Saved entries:
◇ ◇ ◇ ◇ ◇ ◇ ◇
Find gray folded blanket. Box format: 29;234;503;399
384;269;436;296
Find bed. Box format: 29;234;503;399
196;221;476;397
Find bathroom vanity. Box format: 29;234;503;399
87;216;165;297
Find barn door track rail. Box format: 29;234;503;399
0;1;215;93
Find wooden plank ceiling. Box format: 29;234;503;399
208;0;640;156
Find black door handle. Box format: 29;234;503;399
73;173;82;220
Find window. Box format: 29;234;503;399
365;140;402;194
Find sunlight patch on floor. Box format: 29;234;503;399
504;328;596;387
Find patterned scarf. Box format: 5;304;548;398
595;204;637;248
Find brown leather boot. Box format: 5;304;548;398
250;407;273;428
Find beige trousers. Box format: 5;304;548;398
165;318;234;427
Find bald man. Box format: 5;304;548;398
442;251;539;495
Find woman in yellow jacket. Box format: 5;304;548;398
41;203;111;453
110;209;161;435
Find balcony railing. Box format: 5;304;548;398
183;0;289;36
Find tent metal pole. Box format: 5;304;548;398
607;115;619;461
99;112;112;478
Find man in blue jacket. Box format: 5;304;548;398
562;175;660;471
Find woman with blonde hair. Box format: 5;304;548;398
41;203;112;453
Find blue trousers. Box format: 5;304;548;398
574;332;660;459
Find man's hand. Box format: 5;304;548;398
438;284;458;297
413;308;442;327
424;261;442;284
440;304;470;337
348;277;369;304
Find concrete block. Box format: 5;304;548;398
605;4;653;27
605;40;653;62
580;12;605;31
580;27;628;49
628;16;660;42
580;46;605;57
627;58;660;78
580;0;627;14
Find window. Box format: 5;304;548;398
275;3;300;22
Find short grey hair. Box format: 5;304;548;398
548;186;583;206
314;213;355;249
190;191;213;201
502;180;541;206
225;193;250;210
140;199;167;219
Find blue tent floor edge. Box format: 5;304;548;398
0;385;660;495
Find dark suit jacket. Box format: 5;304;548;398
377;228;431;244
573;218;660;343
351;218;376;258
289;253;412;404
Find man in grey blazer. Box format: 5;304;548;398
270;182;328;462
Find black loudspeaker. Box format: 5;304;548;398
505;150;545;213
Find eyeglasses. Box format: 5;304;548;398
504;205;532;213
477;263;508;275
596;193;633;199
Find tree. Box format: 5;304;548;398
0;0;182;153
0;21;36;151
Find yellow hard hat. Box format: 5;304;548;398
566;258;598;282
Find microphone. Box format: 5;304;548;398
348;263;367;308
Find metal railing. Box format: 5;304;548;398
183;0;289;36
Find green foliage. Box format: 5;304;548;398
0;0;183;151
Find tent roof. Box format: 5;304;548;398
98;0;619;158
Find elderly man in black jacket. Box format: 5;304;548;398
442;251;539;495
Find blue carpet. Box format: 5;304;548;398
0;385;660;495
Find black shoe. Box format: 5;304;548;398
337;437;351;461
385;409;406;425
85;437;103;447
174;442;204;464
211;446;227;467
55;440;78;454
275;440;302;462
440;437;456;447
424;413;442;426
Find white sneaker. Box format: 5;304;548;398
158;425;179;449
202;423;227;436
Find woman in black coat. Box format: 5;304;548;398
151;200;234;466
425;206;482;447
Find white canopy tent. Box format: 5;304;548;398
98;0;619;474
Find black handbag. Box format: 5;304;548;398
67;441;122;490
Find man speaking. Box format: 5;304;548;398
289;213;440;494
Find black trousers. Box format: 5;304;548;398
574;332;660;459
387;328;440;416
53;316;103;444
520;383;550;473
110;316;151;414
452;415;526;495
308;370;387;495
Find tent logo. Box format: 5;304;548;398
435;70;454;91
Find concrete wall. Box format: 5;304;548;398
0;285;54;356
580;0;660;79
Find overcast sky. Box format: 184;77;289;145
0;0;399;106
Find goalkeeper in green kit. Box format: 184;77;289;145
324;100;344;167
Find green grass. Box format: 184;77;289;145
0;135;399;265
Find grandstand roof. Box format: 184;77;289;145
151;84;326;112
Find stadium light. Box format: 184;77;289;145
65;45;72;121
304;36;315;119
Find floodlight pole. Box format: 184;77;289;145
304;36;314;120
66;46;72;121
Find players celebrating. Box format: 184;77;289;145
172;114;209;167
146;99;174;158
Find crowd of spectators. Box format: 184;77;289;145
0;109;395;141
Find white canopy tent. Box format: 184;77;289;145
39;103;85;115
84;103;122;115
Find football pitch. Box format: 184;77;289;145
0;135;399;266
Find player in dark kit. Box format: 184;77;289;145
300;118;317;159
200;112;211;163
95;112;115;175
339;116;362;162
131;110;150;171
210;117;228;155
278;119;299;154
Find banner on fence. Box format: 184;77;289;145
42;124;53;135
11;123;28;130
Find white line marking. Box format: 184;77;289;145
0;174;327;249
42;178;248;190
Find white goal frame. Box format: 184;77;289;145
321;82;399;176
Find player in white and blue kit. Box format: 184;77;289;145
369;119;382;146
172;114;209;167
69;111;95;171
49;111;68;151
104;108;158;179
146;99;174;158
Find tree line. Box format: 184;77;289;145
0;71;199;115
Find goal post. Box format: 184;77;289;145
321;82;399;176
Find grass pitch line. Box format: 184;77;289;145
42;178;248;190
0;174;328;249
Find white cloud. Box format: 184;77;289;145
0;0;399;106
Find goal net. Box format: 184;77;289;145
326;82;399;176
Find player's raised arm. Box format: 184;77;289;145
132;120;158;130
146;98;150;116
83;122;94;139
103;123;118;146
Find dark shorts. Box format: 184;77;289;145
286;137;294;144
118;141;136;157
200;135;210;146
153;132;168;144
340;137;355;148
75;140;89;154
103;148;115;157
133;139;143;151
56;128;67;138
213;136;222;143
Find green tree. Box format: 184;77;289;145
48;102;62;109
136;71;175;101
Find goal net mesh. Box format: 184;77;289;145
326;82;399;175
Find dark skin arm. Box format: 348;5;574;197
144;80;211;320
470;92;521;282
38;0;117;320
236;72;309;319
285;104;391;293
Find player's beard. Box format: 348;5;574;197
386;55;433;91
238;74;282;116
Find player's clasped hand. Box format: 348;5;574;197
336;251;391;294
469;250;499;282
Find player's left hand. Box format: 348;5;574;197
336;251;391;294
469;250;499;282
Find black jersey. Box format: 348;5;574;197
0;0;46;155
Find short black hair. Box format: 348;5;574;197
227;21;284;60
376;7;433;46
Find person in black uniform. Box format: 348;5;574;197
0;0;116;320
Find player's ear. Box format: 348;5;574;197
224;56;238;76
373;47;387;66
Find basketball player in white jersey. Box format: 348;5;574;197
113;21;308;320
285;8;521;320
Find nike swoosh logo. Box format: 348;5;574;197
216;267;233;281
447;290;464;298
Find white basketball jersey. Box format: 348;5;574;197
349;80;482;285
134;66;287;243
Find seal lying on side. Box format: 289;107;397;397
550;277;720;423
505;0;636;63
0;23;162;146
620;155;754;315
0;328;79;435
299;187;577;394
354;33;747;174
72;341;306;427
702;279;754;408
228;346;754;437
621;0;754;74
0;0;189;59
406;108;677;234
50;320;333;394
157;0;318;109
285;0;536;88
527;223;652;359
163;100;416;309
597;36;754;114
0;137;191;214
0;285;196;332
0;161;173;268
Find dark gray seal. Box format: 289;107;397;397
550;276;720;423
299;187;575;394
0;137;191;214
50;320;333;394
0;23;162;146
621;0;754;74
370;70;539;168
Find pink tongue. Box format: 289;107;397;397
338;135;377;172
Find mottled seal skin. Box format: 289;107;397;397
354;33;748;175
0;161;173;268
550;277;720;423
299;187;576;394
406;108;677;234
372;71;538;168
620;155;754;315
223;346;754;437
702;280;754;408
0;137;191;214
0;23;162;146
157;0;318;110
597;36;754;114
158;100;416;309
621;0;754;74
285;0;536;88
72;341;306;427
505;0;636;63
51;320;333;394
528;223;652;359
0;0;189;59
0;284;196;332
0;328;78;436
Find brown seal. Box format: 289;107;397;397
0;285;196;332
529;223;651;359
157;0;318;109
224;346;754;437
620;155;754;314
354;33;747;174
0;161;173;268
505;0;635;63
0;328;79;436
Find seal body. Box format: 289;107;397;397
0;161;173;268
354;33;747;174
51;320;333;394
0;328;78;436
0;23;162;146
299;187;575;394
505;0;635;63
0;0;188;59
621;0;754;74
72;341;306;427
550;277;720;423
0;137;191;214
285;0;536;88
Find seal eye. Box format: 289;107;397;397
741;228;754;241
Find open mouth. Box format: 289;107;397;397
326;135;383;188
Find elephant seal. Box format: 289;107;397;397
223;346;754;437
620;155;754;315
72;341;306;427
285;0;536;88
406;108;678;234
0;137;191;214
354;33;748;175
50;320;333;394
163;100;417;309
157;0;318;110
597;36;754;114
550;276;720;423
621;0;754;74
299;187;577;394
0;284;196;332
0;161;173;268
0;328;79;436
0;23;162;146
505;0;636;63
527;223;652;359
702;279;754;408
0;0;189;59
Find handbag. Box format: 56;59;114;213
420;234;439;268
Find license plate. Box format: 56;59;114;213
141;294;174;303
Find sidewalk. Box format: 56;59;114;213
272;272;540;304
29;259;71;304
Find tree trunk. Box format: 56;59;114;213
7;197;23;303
◇ ◇ ◇ ◇ ◇ ◇ ◇
■ **What you will do**: Rewrite the entries starting with the first line and going on through the line with "348;277;369;304", putting "pants" wherever "trousers" appears and keeping everything else the same.

■ **Result below**:
Find gray folded blanket. Box format: 29;234;503;399
384;269;436;296
Find bed. Box format: 29;234;503;399
196;221;476;397
Find bathroom vanity. Box format: 29;234;503;399
87;216;165;297
Find barn door track rail. Box format: 29;234;503;399
0;1;215;93
Find wooden plank ceiling. Box format: 29;234;503;399
208;0;640;156
Find black door handle. Box format: 29;234;503;399
73;173;82;220
Find window. Box format: 29;234;503;399
365;140;402;194
Find sunlight patch on floor. Box format: 29;234;503;399
504;328;596;387
Find patterned scarf. Box format: 5;304;548;398
595;204;637;248
Find brown leather boot. Box format: 5;304;548;398
250;407;273;428
Find beige pants. Box format: 5;304;548;398
165;318;234;427
Find bald man. Box format: 5;304;548;398
442;251;539;495
Find woman in yellow jacket. Box format: 5;304;548;398
41;203;111;453
110;209;161;435
Find balcony railing. Box format: 5;304;548;398
183;0;289;36
Find tent metal pole. Box format: 5;304;548;398
607;115;619;461
99;112;112;478
Find man in blue jacket. Box format: 5;304;548;398
562;175;660;471
Find woman with blonde hair. Box format: 5;304;548;398
41;203;112;453
Find blue pants. Box format: 5;304;548;398
574;332;660;459
Find man's hand. Box format: 5;304;548;398
438;284;458;297
413;308;442;327
424;261;442;284
440;304;470;337
348;277;369;304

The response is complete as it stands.